Point placement rows
• • • • •

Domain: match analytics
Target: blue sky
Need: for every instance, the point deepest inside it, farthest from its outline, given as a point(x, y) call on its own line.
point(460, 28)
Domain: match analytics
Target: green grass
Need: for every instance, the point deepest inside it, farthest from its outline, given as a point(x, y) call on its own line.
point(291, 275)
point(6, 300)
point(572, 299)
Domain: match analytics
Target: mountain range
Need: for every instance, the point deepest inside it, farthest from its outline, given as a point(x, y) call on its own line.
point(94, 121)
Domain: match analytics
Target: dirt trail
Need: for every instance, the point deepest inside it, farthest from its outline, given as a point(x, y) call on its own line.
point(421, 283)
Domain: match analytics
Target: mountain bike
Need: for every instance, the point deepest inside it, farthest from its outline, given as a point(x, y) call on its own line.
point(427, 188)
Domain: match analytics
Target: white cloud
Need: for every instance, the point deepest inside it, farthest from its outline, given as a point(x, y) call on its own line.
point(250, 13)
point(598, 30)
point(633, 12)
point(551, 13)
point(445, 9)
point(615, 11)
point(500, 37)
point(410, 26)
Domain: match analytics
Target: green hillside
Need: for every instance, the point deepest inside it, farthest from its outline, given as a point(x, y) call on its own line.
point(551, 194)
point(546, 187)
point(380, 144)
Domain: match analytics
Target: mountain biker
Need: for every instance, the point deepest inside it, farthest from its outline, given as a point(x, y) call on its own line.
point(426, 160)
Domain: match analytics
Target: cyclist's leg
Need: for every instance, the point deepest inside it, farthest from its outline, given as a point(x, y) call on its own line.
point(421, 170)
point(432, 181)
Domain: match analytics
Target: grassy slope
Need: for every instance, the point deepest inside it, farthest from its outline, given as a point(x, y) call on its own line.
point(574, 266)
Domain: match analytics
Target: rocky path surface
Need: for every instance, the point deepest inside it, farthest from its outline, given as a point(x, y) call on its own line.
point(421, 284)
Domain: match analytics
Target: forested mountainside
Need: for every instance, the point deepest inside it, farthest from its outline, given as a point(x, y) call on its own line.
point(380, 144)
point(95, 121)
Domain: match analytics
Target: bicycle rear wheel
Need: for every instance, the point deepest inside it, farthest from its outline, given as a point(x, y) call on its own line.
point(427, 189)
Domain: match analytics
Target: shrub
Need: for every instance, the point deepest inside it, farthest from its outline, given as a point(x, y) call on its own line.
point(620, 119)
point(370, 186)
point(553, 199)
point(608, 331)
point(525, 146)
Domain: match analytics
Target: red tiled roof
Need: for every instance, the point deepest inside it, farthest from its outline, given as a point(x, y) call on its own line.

• • • • •

## TO DO:
Write out again the rows from the start through the line containing "point(460, 28)", inclusive, shifting every coordinate in the answers up by 77.

## SOLUTION TO THE PROBLEM:
Domain: match analytics
Target: blue sky
Need: for every instance, the point deepest inside it, farthest from its outline, given as a point(x, y) call on its own line.
point(537, 105)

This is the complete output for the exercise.